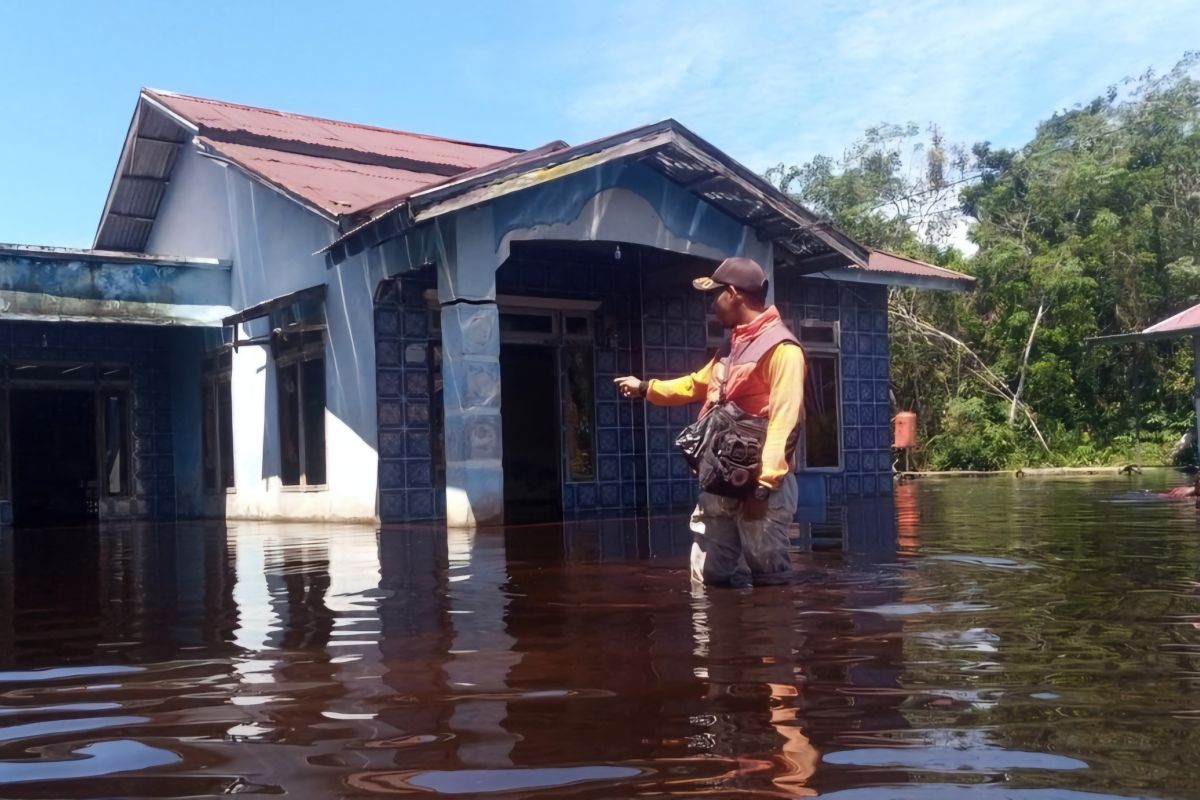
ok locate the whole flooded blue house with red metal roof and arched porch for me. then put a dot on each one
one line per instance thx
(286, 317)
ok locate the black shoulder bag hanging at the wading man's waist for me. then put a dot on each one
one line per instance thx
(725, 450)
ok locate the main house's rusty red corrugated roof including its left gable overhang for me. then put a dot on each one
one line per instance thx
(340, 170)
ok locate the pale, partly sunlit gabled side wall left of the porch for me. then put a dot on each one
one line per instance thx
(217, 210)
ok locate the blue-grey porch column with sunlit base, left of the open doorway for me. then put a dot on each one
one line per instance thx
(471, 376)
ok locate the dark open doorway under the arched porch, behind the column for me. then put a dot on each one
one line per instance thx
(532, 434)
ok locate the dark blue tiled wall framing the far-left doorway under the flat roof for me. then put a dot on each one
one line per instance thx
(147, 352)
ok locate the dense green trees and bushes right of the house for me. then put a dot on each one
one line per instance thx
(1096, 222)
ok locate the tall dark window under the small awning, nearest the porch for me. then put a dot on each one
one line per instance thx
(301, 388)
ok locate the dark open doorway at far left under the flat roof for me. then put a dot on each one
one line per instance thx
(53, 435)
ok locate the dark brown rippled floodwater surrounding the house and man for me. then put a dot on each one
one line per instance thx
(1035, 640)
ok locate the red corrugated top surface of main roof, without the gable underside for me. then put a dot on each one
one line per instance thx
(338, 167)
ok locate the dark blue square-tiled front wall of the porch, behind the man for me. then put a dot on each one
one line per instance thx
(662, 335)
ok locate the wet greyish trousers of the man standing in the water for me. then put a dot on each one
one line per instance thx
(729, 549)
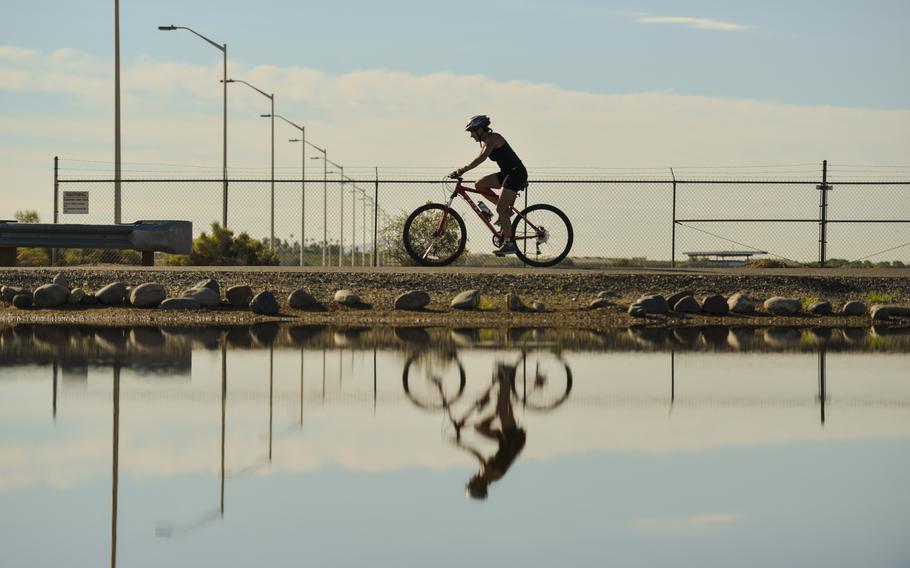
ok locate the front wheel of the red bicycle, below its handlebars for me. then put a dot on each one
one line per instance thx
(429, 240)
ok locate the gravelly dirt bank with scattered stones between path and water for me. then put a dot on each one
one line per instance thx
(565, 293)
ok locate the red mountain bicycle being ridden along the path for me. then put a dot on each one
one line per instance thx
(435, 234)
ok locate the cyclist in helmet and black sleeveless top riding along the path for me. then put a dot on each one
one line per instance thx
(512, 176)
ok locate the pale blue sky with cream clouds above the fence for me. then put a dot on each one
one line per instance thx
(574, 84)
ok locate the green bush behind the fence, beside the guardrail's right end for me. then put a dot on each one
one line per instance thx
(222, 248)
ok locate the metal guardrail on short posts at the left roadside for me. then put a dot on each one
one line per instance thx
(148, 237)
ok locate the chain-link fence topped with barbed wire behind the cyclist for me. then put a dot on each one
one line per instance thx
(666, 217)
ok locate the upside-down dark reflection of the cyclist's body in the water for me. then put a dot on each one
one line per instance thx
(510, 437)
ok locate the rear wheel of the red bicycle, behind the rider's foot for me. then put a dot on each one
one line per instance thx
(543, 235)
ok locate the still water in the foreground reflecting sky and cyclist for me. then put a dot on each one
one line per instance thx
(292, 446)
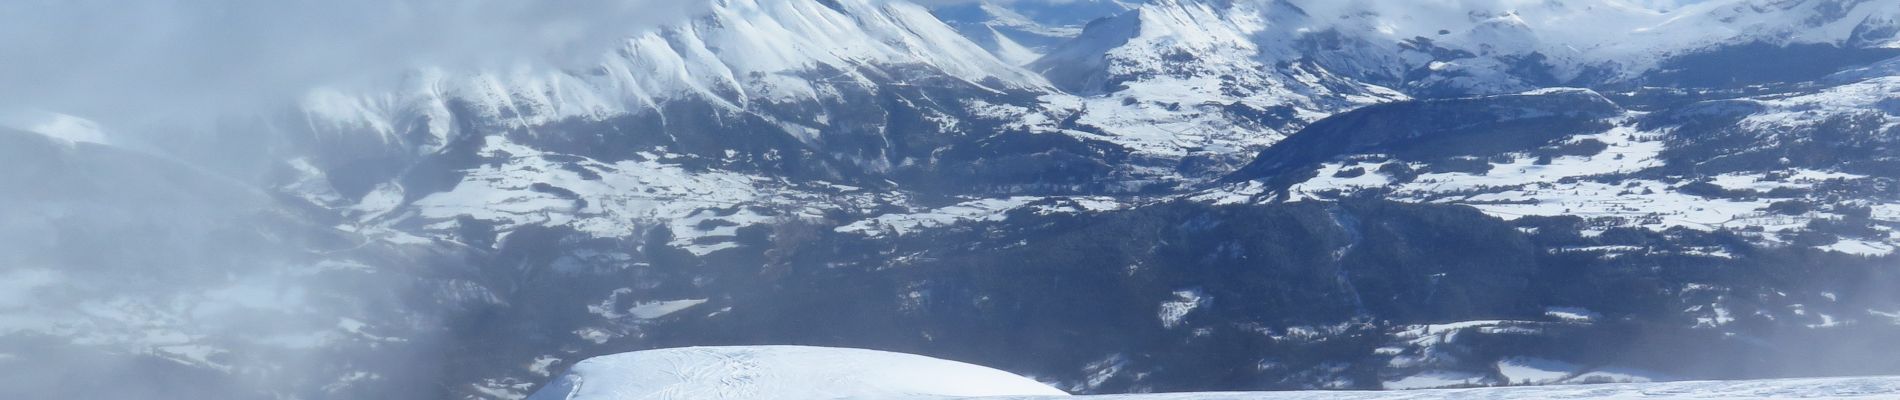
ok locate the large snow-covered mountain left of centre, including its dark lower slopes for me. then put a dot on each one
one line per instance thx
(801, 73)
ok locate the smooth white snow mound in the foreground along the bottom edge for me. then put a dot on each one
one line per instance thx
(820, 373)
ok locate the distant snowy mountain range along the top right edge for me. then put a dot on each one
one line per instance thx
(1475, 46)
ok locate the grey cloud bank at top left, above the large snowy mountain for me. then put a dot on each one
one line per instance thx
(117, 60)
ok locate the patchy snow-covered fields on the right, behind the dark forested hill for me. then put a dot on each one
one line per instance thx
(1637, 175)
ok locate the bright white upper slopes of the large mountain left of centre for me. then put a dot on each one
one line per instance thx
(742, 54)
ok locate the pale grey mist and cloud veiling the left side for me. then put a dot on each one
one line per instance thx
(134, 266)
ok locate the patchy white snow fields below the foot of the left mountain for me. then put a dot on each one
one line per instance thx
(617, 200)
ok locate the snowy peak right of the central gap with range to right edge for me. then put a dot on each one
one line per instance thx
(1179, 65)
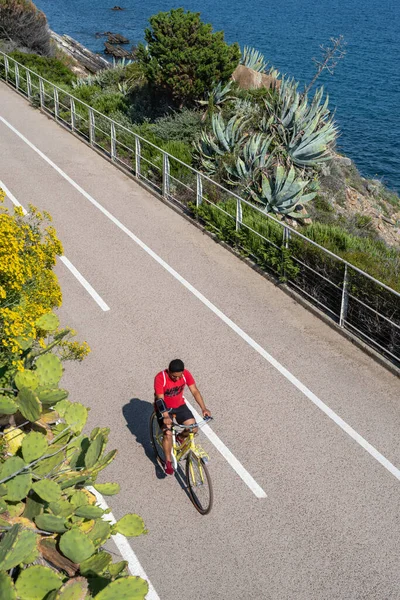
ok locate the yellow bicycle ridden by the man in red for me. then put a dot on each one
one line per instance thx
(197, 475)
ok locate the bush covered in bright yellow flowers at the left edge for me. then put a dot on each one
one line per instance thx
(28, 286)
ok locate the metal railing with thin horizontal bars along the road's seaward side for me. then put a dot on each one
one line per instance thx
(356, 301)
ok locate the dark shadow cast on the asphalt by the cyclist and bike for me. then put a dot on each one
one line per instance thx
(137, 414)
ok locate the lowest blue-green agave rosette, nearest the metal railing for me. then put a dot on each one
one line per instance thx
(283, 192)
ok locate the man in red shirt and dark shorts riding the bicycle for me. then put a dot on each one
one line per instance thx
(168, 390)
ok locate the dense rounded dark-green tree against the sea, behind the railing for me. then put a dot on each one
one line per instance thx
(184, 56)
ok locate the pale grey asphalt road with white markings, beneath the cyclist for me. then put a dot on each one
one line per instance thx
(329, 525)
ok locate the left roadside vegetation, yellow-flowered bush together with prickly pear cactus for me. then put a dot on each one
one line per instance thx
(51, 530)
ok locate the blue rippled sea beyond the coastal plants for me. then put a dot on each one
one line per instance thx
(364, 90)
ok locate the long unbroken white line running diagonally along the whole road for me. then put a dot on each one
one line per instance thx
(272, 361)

-----

**HOW TO COMPLETE THIS TASK**
Look at the listing and set down only the lines from its start through the line with "ok locate the main", word for word and without pictures.

**EXERCISE OUTPUT**
ok locate the whole flooded blue house with red metal roof and arched porch for me. then put a dot on each one
one line per instance thx
(286, 317)
ok locate the black shoulder bag hanging at the wading man's waist for me. then put a dot on each one
one line per instance thx
(725, 450)
ok locate the main house's rusty red corrugated roof including its left gable overhang for me. then put a dot on each one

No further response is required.